++++ Text extract
Furthermore, certain penalties may be imposed by the IRS on a recipient of
distributions that is required to supply information but does not do so in the
proper manner.
STATE AND LOCAL TAX CONSIDERATIONS
Potential Noteholders should consider the state and local income tax
consequences of the purchase, ownership and disposition of the Notes. State and
local income tax laws may differ substantially from the corresponding federal
law, and this discussion does not purport to describe any aspect of the income
tax laws of any state or locality. Therefore, potential Noteholders are urged to
consult their own tax advisors with respect to the various state and local tax
consequences of an investment in the Notes.
STATE TAX CONSEQUENCES
In addition to the Federal income tax consequences described in
"Material Federal Income Tax Consequences" herein, potential investors should
consider the state income tax consequences of the acquisition, ownership, and
disposition of the Notes. State income tax law may differ substantially from the
corresponding Federal tax law, and this discussion does not purport to describe
any aspect of the income tax laws of any state. Therefore, potential investors
are urged to consult their own tax advisors with respect to the various tax
consequences of investments in the Notes.
ERISA CONSIDERATIONS
Section 406 of ERISA and/or Section 4975 of the Code prohibit a
pension, profit sharing, or other employee benefit plan, as well as individual
retirement accounts and certain types of Keogh Plans, and entities deemed to
hold assets of such plans (each, a "Benefit Plan") from engaging in certain
transactions involving "plan assets" with persons that are "parties in interest"
under ERISA or "disqualified persons" under the Code with respect to the plan. A
violation of these "prohibited transaction" rules may generate excise tax and
other liabilities under ERISA and the Code for such persons. ERISA also imposes
certain duties on persons who are fiduciaries of plans subject to ERISA Under
ERISA, any person who exercises any authority or control respecting the
management or disposition of the assets of a plan is considered to be a
fiduciary of such plan (subject to certain exceptions not here relevant).
In addition to the matters described below, purchasers of Notes that
are insurance companies are urged to consult with their counsel with respect to
the United States Supreme Court case interpreting the fiduciary responsibility
rules of ERISA, John Hancock Mutual Life Insurance Co. v. Harris Trust and
Savings Bank 510 U.S. 86 (1993). In John Hancock, the Supreme Court ruled that
assets held in an insurance company's general account may be deemed to be "plan
assets" for ERISA purposes under certain circumstances. Prospective purchasers
should determine whether the decision affects their ability to make purchases of
the Class A Notes.
++++++++
++++ Material provided
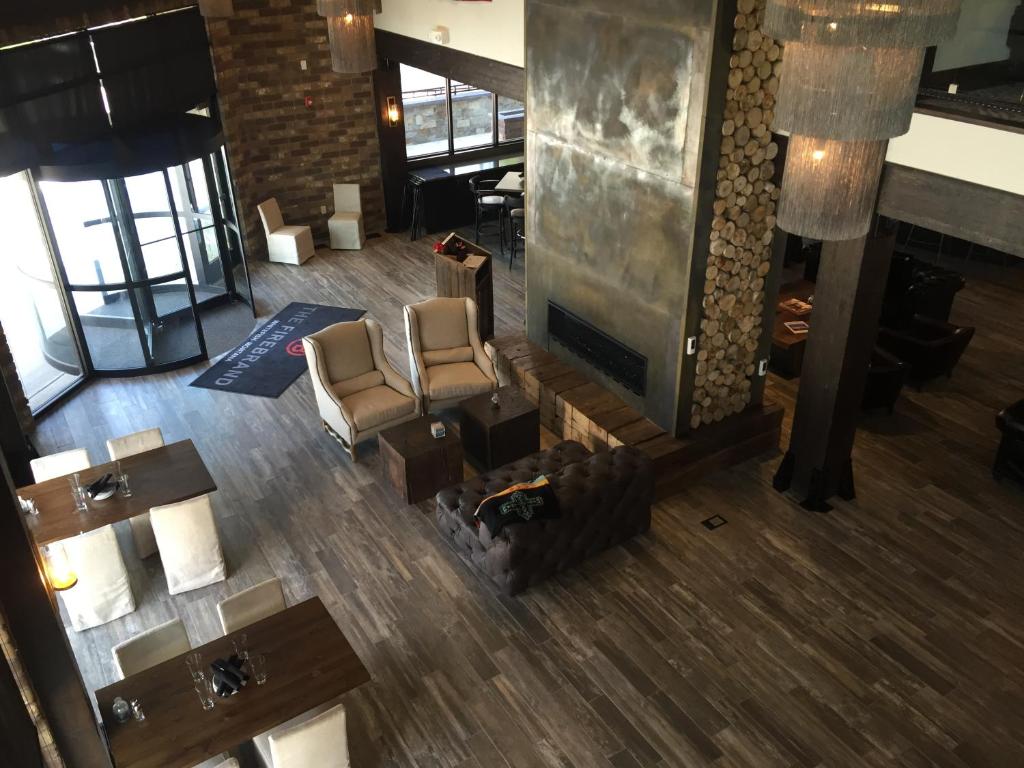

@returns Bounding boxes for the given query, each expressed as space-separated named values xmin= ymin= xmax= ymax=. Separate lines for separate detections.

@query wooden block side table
++++++++
Stated task 1 » List every kind of plan, account, or entity that the tax and ERISA text includes under the term "Benefit Plan."
Stated task 2 » Summarize the tax and ERISA text in two sentences.

Correct result 1 »
- Pension plans
- Profit sharing plans
- Other employee benefit plans
- Individual retirement accounts
- Certain types of Keogh Plans
- Entities deemed to hold assets of such plans

Correct result 2 » Potential investors should consider the state and local income tax consequences of buying, holding, and disposing of the Notes, which may differ substantially from federal law, and should consult their own tax advisors. ERISA and the Code bar Benefit Plans from certain transactions involving plan assets with parties in interest or disqualified persons, and insurance company purchasers are urged to consult counsel about the John Hancock decision, which held that general account assets may be deemed plan assets under certain circumstances.